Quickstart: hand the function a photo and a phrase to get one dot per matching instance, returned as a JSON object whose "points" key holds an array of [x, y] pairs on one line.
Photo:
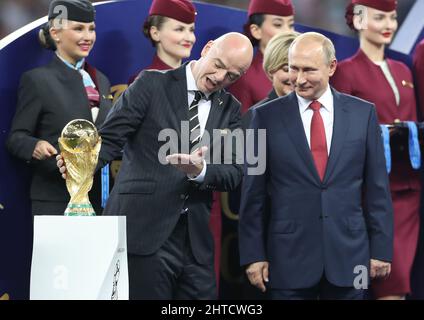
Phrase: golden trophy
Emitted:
{"points": [[80, 145]]}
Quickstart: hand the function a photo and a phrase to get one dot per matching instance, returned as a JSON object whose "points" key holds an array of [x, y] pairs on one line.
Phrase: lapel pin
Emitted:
{"points": [[407, 84]]}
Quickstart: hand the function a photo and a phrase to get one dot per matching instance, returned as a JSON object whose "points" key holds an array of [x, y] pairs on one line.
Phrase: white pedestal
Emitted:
{"points": [[79, 258]]}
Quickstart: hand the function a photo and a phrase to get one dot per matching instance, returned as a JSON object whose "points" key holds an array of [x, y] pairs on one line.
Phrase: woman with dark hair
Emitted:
{"points": [[170, 28], [266, 19], [50, 96], [387, 83]]}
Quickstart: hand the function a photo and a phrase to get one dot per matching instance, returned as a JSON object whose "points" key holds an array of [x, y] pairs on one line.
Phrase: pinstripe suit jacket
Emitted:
{"points": [[150, 194]]}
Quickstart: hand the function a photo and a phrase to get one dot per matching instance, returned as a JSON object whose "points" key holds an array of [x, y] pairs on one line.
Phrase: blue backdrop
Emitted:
{"points": [[120, 51]]}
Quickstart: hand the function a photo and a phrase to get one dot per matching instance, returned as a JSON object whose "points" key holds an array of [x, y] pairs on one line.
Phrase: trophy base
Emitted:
{"points": [[78, 210]]}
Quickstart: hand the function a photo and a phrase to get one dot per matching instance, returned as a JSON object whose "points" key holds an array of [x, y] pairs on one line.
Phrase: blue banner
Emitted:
{"points": [[120, 51]]}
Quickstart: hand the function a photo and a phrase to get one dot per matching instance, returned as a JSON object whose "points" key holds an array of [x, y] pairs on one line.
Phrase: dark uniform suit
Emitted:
{"points": [[362, 78], [49, 97]]}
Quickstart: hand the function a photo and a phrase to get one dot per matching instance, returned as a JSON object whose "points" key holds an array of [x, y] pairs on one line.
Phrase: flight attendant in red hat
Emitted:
{"points": [[388, 84], [170, 28], [266, 19], [419, 75]]}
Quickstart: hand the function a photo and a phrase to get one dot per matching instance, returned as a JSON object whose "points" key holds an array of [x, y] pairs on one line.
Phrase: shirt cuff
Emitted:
{"points": [[201, 177]]}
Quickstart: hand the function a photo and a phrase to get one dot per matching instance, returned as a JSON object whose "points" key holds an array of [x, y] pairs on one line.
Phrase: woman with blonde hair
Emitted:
{"points": [[276, 67]]}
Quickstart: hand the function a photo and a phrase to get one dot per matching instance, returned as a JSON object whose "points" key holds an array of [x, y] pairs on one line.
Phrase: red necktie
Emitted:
{"points": [[318, 140]]}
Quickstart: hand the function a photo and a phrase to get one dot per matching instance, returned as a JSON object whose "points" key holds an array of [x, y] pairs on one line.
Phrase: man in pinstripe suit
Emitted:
{"points": [[167, 205]]}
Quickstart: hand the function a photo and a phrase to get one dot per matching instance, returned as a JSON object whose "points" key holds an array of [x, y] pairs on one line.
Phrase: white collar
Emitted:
{"points": [[326, 101], [191, 82]]}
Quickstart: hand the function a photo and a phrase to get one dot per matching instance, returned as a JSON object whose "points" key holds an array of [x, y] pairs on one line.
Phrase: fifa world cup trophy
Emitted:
{"points": [[80, 145]]}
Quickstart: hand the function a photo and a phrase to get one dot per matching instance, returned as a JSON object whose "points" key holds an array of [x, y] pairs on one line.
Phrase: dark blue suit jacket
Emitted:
{"points": [[312, 227]]}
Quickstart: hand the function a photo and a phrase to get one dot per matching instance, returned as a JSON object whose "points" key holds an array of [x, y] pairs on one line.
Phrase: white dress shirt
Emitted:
{"points": [[326, 111], [203, 113]]}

************

**What the task requires**. How many of the lines above contain the string "suit", matching case exactly? Reply with the number alone.

**Completed exercise**. 4